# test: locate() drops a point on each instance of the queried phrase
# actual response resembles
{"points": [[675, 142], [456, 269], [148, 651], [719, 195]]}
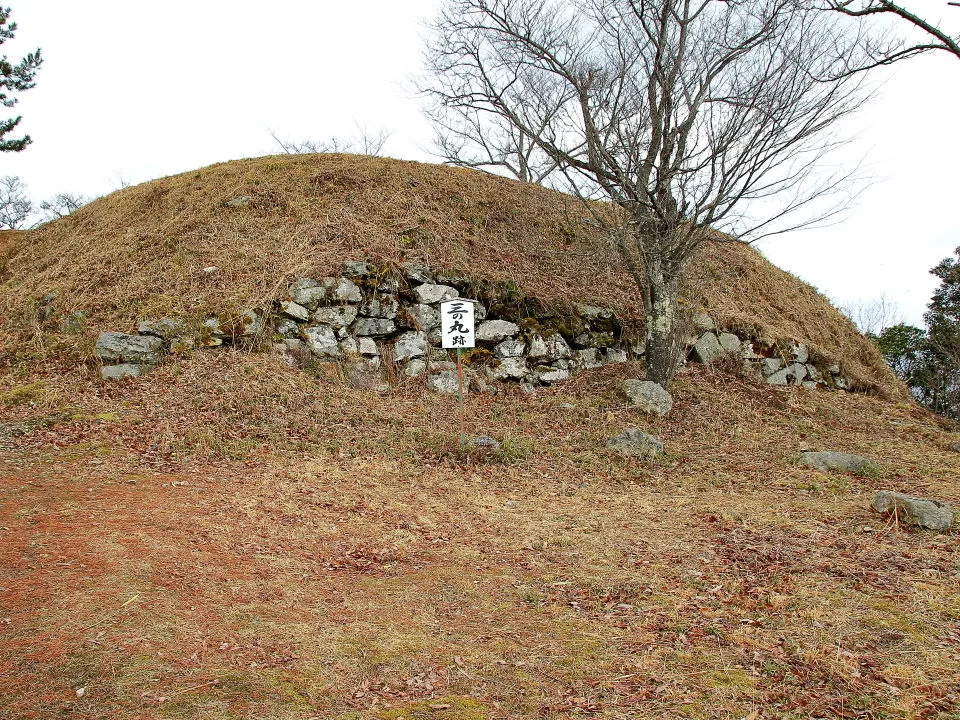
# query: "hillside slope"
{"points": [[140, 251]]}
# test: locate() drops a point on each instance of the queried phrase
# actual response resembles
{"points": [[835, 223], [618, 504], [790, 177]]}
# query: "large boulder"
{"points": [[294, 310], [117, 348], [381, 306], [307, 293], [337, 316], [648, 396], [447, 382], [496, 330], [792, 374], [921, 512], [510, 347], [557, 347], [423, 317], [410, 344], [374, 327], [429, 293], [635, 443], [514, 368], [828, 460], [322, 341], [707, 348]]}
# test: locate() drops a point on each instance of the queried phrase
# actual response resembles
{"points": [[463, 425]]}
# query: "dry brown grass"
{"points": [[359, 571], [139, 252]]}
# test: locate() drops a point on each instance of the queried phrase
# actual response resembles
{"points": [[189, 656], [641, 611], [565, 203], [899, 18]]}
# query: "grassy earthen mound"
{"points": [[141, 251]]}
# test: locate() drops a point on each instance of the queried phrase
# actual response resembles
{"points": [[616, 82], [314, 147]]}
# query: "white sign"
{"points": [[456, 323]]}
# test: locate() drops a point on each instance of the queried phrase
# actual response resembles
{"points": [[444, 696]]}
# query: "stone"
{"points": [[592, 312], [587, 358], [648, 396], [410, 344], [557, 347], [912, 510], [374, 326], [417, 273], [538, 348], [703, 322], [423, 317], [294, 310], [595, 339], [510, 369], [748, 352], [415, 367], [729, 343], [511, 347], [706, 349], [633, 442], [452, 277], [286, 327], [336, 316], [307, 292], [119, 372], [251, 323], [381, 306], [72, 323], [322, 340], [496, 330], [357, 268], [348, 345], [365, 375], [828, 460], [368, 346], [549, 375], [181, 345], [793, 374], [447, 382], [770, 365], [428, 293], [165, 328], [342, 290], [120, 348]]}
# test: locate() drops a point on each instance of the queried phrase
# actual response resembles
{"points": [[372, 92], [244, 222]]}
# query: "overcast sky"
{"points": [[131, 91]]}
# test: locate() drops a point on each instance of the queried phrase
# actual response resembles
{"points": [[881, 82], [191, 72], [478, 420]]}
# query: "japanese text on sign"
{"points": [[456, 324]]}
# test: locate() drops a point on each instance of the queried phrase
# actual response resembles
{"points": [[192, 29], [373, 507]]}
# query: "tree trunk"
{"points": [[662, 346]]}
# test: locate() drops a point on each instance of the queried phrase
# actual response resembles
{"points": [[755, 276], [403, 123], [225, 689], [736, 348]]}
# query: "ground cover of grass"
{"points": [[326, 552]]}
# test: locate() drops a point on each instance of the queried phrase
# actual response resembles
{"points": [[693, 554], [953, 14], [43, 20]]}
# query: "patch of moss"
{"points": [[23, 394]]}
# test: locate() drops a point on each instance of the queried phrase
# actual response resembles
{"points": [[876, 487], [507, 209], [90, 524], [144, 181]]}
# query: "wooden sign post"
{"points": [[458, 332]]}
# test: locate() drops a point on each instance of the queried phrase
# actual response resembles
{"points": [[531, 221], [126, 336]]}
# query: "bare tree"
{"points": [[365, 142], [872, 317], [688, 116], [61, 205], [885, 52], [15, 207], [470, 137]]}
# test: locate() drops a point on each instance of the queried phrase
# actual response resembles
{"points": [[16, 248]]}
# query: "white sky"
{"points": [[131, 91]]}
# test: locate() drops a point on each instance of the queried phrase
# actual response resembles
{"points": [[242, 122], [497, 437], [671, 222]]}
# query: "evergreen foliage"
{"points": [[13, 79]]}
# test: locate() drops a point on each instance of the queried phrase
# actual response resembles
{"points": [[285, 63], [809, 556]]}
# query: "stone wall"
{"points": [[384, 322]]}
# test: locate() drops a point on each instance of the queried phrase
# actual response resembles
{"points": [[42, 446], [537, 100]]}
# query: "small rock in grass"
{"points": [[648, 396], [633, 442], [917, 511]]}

= = = = = = =

__WHAT IS BEING ASKED__
Your task is to return the entries above exactly, with no pictures.

__ANSWER__
# test: locate() drops a point on each instance of the queried phrase
# actual response resembles
{"points": [[675, 142], [456, 269], [148, 651], [719, 195]]}
# query: "hillside slope"
{"points": [[140, 251]]}
# test: locate() drops a point on each instance of the queried phrase
# actual response resembles
{"points": [[835, 223], [618, 504], [790, 177]]}
# query: "large boulder"
{"points": [[294, 310], [117, 348], [381, 306], [307, 293], [337, 316], [648, 396], [447, 382], [496, 330], [792, 374], [921, 512], [510, 347], [557, 347], [423, 317], [410, 344], [374, 327], [429, 293], [635, 443], [514, 368], [828, 460], [322, 341], [707, 348]]}
# test: locate() drops a point on each instance of the queried phrase
# actual response resembles
{"points": [[463, 425]]}
# query: "dry brown grass"
{"points": [[359, 571], [139, 252]]}
# test: locate() drops a point on each instance of the queried phrase
# actual response resembles
{"points": [[189, 656], [641, 611], [565, 203], [899, 18]]}
# query: "grassy earthen mound"
{"points": [[141, 251]]}
# test: locate() drops a point on each instance of the queried phrase
# actual response resembles
{"points": [[616, 82], [314, 147]]}
# query: "white sign"
{"points": [[456, 323]]}
# test: locate() drops a point on each instance of the queried phrase
# actual response resembles
{"points": [[444, 696]]}
# query: "stone"
{"points": [[592, 312], [587, 358], [648, 396], [410, 344], [557, 347], [912, 510], [374, 326], [417, 273], [538, 348], [703, 322], [423, 317], [294, 310], [595, 339], [510, 369], [748, 352], [415, 367], [729, 343], [511, 347], [706, 349], [633, 442], [452, 277], [286, 327], [336, 316], [307, 292], [119, 372], [251, 323], [381, 306], [72, 323], [322, 340], [496, 330], [357, 268], [348, 345], [365, 375], [828, 460], [368, 346], [549, 375], [181, 345], [793, 374], [447, 382], [770, 365], [428, 293], [165, 328], [342, 290], [120, 348]]}
# test: locate() drops a point on each instance of the queried phrase
# actual response resembles
{"points": [[372, 92], [244, 222]]}
# query: "overcast sky"
{"points": [[131, 91]]}
# test: locate() drops a point on each instance of the queried phrase
# actual response resembles
{"points": [[881, 82], [191, 72], [478, 420]]}
# query: "japanese text on sign"
{"points": [[456, 324]]}
# test: locate() drops a point on each instance of the queried phrase
# actual response resembles
{"points": [[192, 29], [373, 507]]}
# query: "tree trunk"
{"points": [[662, 346]]}
# test: locate() drops a point on each instance of the queried phrase
# actual response resembles
{"points": [[755, 276], [403, 123], [225, 689], [736, 348]]}
# query: "ground cover of grass"
{"points": [[326, 552]]}
# test: locate() drops a point on each instance of the queried phrase
# actual response resembles
{"points": [[693, 554], [953, 14], [43, 20]]}
# query: "patch of moss"
{"points": [[23, 394]]}
# test: locate() drops a point on each instance of the queried phrase
# actual response resembles
{"points": [[876, 487], [507, 209], [90, 524], [144, 181]]}
# query: "wooden sign post"
{"points": [[458, 332]]}
# test: locate() drops a point on each instance of the queried phrase
# actual response resembles
{"points": [[531, 221], [126, 336]]}
# query: "bare tree"
{"points": [[365, 142], [872, 317], [688, 116], [61, 205], [885, 52], [15, 207], [470, 137]]}
# test: locate() drops a point on each instance of the queried phrase
# actual response resembles
{"points": [[16, 248]]}
# query: "white sky"
{"points": [[131, 91]]}
# test: locate() drops a point on each instance of the queried phrase
# actual response resembles
{"points": [[242, 122], [497, 437], [671, 222]]}
# query: "evergreen foliage"
{"points": [[13, 79]]}
# test: locate() drops a point on each instance of the queried phrase
# actual response resembles
{"points": [[285, 63], [809, 556]]}
# query: "stone wall"
{"points": [[384, 322]]}
# test: locate() drops a point on each instance of the queried phrase
# actual response resembles
{"points": [[42, 446], [537, 100]]}
# query: "small rock in grass"
{"points": [[648, 396], [633, 442], [917, 511]]}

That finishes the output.